=== Short exercise ===
Set out the lines below as a numbered list, from the start through the line containing "47L153 52L140 55L135", with both ends included and blank lines skipped. Leave the pictures out of the list.

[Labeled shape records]
::::::::::

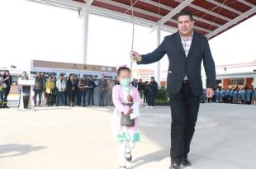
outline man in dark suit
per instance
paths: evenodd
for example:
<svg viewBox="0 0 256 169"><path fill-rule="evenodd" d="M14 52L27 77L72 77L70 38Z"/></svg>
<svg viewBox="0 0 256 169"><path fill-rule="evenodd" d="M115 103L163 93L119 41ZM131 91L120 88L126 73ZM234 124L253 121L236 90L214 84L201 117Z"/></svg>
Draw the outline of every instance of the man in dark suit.
<svg viewBox="0 0 256 169"><path fill-rule="evenodd" d="M170 96L172 111L171 169L180 165L191 166L187 159L190 143L202 95L201 63L203 61L206 74L206 94L214 96L216 70L208 40L193 31L192 14L182 11L178 17L178 31L164 38L152 53L140 55L131 51L130 57L138 64L148 64L160 60L165 54L169 59L167 92Z"/></svg>

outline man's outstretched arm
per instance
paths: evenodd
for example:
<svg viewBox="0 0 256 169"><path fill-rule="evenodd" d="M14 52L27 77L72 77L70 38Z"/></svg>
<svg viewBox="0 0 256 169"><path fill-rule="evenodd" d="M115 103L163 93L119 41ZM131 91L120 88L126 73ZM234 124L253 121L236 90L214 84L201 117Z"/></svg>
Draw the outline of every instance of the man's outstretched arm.
<svg viewBox="0 0 256 169"><path fill-rule="evenodd" d="M216 68L214 60L211 55L208 40L206 40L206 45L205 47L203 55L203 64L206 75L206 92L207 97L212 98L214 95L214 89L216 88Z"/></svg>
<svg viewBox="0 0 256 169"><path fill-rule="evenodd" d="M159 47L153 52L140 55L135 51L131 51L130 58L137 62L138 64L149 64L160 60L166 54L166 37Z"/></svg>

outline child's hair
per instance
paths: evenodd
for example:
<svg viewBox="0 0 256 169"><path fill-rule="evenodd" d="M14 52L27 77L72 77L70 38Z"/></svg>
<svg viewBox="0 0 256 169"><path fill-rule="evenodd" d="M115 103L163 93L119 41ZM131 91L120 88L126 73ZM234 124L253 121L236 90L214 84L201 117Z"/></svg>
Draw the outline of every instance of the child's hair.
<svg viewBox="0 0 256 169"><path fill-rule="evenodd" d="M130 69L129 68L127 68L127 67L126 67L126 66L123 66L123 67L120 67L120 68L118 68L118 70L117 70L117 75L119 76L120 73L121 73L121 71L124 71L124 70L128 71L128 72L130 73Z"/></svg>

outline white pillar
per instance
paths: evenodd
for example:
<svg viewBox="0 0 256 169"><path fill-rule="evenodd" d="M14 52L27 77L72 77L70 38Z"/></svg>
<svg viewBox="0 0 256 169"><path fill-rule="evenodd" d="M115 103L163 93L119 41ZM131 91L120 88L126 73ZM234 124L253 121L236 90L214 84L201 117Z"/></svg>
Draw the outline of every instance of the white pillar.
<svg viewBox="0 0 256 169"><path fill-rule="evenodd" d="M157 28L157 47L161 43L161 26L159 26ZM160 60L156 63L156 82L160 85Z"/></svg>
<svg viewBox="0 0 256 169"><path fill-rule="evenodd" d="M88 8L85 8L79 13L83 23L83 63L87 63L87 49L88 49L88 23L89 12Z"/></svg>

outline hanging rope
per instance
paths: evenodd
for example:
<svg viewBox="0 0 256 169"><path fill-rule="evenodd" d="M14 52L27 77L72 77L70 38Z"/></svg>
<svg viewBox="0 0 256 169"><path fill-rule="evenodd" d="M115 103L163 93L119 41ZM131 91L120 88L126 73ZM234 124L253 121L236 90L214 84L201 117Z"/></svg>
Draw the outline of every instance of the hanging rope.
<svg viewBox="0 0 256 169"><path fill-rule="evenodd" d="M135 2L137 2L138 0ZM131 47L130 51L133 52L134 50L134 41L135 41L135 16L134 16L134 11L133 11L133 6L135 3L132 2L132 0L130 0L130 12L131 12L131 22L132 22L132 31L131 31ZM130 59L130 69L132 70L132 65L133 65L134 60Z"/></svg>

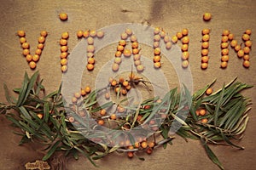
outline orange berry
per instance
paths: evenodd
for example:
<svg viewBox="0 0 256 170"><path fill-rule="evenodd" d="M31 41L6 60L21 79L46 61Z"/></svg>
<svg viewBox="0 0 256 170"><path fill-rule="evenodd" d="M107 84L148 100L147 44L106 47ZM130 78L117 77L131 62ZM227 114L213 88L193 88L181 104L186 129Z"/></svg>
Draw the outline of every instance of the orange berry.
<svg viewBox="0 0 256 170"><path fill-rule="evenodd" d="M182 62L182 66L183 66L183 68L187 68L187 67L189 66L189 61L188 61L188 60L183 60L183 61Z"/></svg>
<svg viewBox="0 0 256 170"><path fill-rule="evenodd" d="M32 60L35 61L35 62L38 62L39 60L39 59L40 59L40 56L38 55L38 54L34 54L32 56Z"/></svg>
<svg viewBox="0 0 256 170"><path fill-rule="evenodd" d="M29 49L23 49L22 54L23 54L23 55L26 56L27 54L30 54L30 51L29 51Z"/></svg>
<svg viewBox="0 0 256 170"><path fill-rule="evenodd" d="M210 33L210 29L205 28L201 31L202 35L209 34Z"/></svg>
<svg viewBox="0 0 256 170"><path fill-rule="evenodd" d="M205 70L208 67L208 63L201 63L201 68Z"/></svg>
<svg viewBox="0 0 256 170"><path fill-rule="evenodd" d="M142 142L141 146L145 149L148 147L148 143L146 141L143 141Z"/></svg>
<svg viewBox="0 0 256 170"><path fill-rule="evenodd" d="M59 17L61 20L67 20L67 14L66 13L61 13L59 14Z"/></svg>
<svg viewBox="0 0 256 170"><path fill-rule="evenodd" d="M112 115L110 116L110 119L115 120L115 119L116 119L116 115L115 115L115 114L112 114Z"/></svg>
<svg viewBox="0 0 256 170"><path fill-rule="evenodd" d="M106 113L107 113L107 111L106 111L105 109L102 109L101 111L100 111L100 114L101 114L102 116L105 116Z"/></svg>
<svg viewBox="0 0 256 170"><path fill-rule="evenodd" d="M228 66L228 62L226 61L222 61L220 64L221 68L226 68Z"/></svg>
<svg viewBox="0 0 256 170"><path fill-rule="evenodd" d="M237 56L238 56L239 58L241 58L241 57L243 57L243 55L244 55L244 51L243 51L243 49L240 49L240 50L237 52Z"/></svg>
<svg viewBox="0 0 256 170"><path fill-rule="evenodd" d="M242 65L246 68L249 68L250 67L250 61L249 60L244 60L242 63Z"/></svg>
<svg viewBox="0 0 256 170"><path fill-rule="evenodd" d="M35 63L35 61L30 61L29 62L29 67L31 69L35 69L37 67L37 64Z"/></svg>
<svg viewBox="0 0 256 170"><path fill-rule="evenodd" d="M205 34L205 35L203 35L203 37L202 37L202 41L203 42L208 42L209 40L210 40L210 36L209 36L209 34Z"/></svg>
<svg viewBox="0 0 256 170"><path fill-rule="evenodd" d="M63 39L67 39L68 37L69 37L69 34L68 34L67 31L62 32L62 34L61 34L61 38L63 38Z"/></svg>
<svg viewBox="0 0 256 170"><path fill-rule="evenodd" d="M119 69L119 64L113 63L113 64L112 65L112 71L117 71Z"/></svg>
<svg viewBox="0 0 256 170"><path fill-rule="evenodd" d="M103 125L104 124L104 121L103 120L98 120L98 124L99 125Z"/></svg>
<svg viewBox="0 0 256 170"><path fill-rule="evenodd" d="M202 56L201 59L202 63L207 63L209 61L209 57L208 56Z"/></svg>
<svg viewBox="0 0 256 170"><path fill-rule="evenodd" d="M66 65L61 66L61 71L66 72L67 71L67 66Z"/></svg>
<svg viewBox="0 0 256 170"><path fill-rule="evenodd" d="M248 34L243 34L241 37L243 41L250 40L250 36Z"/></svg>
<svg viewBox="0 0 256 170"><path fill-rule="evenodd" d="M94 69L94 65L87 64L86 68L88 71L92 71Z"/></svg>
<svg viewBox="0 0 256 170"><path fill-rule="evenodd" d="M185 36L182 39L183 43L189 43L189 37L188 36Z"/></svg>
<svg viewBox="0 0 256 170"><path fill-rule="evenodd" d="M230 56L229 55L223 55L222 57L221 57L221 61L229 61L229 60L230 60Z"/></svg>
<svg viewBox="0 0 256 170"><path fill-rule="evenodd" d="M186 60L189 60L189 52L188 51L183 52L182 59Z"/></svg>
<svg viewBox="0 0 256 170"><path fill-rule="evenodd" d="M204 20L208 21L212 19L212 14L210 13L205 13L203 14L203 19Z"/></svg>
<svg viewBox="0 0 256 170"><path fill-rule="evenodd" d="M203 118L202 120L201 120L201 122L202 123L207 123L208 122L208 119L207 118Z"/></svg>
<svg viewBox="0 0 256 170"><path fill-rule="evenodd" d="M30 62L30 61L32 60L32 56L31 54L27 54L26 56L26 60L27 62Z"/></svg>

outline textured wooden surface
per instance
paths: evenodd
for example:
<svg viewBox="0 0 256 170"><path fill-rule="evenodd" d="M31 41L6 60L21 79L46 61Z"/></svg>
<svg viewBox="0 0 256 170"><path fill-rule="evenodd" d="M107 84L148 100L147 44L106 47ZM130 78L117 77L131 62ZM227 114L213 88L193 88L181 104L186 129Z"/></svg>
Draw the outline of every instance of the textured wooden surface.
<svg viewBox="0 0 256 170"><path fill-rule="evenodd" d="M60 12L68 14L67 22L58 19ZM202 20L202 14L210 12L210 22ZM242 67L233 50L228 68L222 70L220 65L220 41L224 29L230 29L240 42L246 29L252 29L251 39L256 41L256 1L18 1L1 0L0 5L0 86L6 82L10 89L20 86L24 72L32 71L24 57L19 38L15 36L18 30L26 32L27 41L35 50L37 38L42 30L49 32L45 48L38 62L37 70L48 92L57 89L61 82L60 71L60 47L58 40L63 31L70 33L68 46L70 52L79 42L76 37L78 30L97 30L104 26L122 23L144 23L152 26L161 26L166 31L175 33L183 28L189 31L190 69L193 75L194 90L202 88L217 78L215 88L224 82L238 76L240 81L256 85L256 50L253 45L251 67ZM211 29L209 67L206 71L200 68L201 64L201 31L203 28ZM101 61L98 61L100 63ZM84 72L84 80L93 82L90 76L94 73ZM172 77L167 77L172 80ZM170 81L171 82L171 81ZM252 98L253 105L250 110L250 121L242 140L238 142L245 150L224 146L212 146L219 160L226 169L256 168L256 116L255 88L245 91L245 95ZM3 89L0 88L0 100L4 100ZM4 116L0 116L0 169L24 169L27 162L34 162L42 155L35 152L34 146L18 146L19 136L12 133L13 128ZM67 161L67 169L218 169L207 158L203 148L197 141L177 138L173 145L166 150L159 148L151 156L145 155L145 162L136 158L129 160L125 155L113 154L103 160L97 161L100 168L93 166L84 158L79 161Z"/></svg>

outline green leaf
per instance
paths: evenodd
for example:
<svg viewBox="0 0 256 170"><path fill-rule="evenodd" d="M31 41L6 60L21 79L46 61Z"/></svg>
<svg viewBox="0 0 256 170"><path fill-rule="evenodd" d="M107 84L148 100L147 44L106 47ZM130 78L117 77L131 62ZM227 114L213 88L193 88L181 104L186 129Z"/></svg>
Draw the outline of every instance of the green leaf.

::::::::::

=== Task solution ===
1. outline man in dark suit
2. per instance
3. paths: evenodd
4. for example:
5. <svg viewBox="0 0 256 169"><path fill-rule="evenodd" d="M14 52L27 77L72 77L70 38Z"/></svg>
6. <svg viewBox="0 0 256 169"><path fill-rule="evenodd" d="M115 103L163 93L119 41ZM131 91L120 88L126 73ZM234 124L253 121L236 90L214 84L201 117Z"/></svg>
7. Draw the outline of every instance of the man in dark suit.
8. <svg viewBox="0 0 256 169"><path fill-rule="evenodd" d="M170 96L172 111L171 169L180 165L191 166L187 159L190 143L202 95L201 63L203 61L206 74L206 94L214 96L216 70L208 40L193 31L192 14L182 11L178 17L178 31L164 38L152 53L140 55L131 51L130 57L138 64L148 64L160 60L165 54L169 59L167 92Z"/></svg>
9. outline man's outstretched arm
10. per instance
11. paths: evenodd
12. for example:
13. <svg viewBox="0 0 256 169"><path fill-rule="evenodd" d="M14 52L27 77L72 77L70 38Z"/></svg>
14. <svg viewBox="0 0 256 169"><path fill-rule="evenodd" d="M115 103L163 93L119 41ZM131 91L120 88L126 73ZM234 124L253 121L236 90L214 84L201 117Z"/></svg>
15. Draw the outline of every instance of the man's outstretched arm.
16. <svg viewBox="0 0 256 169"><path fill-rule="evenodd" d="M216 68L214 60L211 55L208 40L206 40L206 45L205 47L203 55L203 64L206 75L206 92L207 97L212 98L214 95L214 89L216 88Z"/></svg>
17. <svg viewBox="0 0 256 169"><path fill-rule="evenodd" d="M159 47L153 52L140 55L135 51L131 51L130 58L137 62L138 64L149 64L160 60L166 54L166 37Z"/></svg>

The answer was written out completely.